WHAT NEEDS TO BE DONE
When you transcribe the entries below, begin at their first line and stop after the line containing "Target: dog's front leg"; pictures stay out.

Items from a dataset:
Start of Block

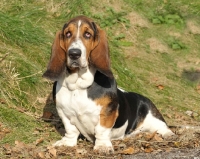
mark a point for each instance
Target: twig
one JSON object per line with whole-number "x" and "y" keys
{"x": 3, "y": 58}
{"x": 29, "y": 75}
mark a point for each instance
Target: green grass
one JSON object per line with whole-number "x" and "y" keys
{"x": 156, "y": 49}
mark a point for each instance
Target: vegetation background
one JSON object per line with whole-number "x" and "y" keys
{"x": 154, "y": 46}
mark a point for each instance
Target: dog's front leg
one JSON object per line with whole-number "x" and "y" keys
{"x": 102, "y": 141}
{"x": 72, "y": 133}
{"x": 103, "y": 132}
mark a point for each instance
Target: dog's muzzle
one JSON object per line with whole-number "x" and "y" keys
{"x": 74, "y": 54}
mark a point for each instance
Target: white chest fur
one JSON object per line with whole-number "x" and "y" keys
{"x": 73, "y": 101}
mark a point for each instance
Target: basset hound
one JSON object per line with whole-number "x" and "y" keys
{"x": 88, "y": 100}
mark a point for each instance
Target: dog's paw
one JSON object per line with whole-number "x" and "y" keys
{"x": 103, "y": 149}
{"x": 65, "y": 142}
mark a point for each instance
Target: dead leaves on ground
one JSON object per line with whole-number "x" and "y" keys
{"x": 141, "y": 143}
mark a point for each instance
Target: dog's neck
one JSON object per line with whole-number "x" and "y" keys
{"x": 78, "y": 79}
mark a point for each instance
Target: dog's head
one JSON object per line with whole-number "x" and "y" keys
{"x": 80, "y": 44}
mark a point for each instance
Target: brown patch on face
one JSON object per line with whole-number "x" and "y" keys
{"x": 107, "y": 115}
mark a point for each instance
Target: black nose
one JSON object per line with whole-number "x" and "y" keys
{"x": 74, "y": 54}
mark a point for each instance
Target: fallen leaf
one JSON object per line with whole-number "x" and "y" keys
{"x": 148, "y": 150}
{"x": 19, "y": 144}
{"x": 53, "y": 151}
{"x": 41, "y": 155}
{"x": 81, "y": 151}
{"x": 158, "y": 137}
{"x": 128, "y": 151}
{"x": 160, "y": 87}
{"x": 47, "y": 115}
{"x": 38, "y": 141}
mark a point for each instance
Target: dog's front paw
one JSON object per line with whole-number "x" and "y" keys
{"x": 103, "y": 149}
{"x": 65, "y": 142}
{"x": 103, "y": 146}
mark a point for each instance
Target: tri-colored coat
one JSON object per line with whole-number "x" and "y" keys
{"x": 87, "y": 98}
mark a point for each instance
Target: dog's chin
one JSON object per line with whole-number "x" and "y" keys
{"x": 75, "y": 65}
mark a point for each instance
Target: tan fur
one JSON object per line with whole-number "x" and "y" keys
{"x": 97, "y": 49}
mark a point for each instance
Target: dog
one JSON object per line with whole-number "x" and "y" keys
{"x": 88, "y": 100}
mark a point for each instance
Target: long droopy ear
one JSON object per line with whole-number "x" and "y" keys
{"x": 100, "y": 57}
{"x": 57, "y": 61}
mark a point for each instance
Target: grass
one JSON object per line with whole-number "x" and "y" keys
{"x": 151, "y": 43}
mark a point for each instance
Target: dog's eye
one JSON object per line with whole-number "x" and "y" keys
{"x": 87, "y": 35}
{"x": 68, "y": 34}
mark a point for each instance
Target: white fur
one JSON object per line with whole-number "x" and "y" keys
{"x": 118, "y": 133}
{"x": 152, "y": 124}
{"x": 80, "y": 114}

End of Block

RESPONSE AREA
mark a point for each instance
Target: twig
one JSON object per line with whole-number "x" and "y" keys
{"x": 3, "y": 58}
{"x": 29, "y": 75}
mark a point for each instance
Target: green grass
one JSON object per line with whole-number "x" and "y" keys
{"x": 156, "y": 49}
mark a point for each instance
Target: vegetation background
one JSON object per line with whole-number "x" and "y" keys
{"x": 154, "y": 46}
mark a point for each instance
Target: dog's front leg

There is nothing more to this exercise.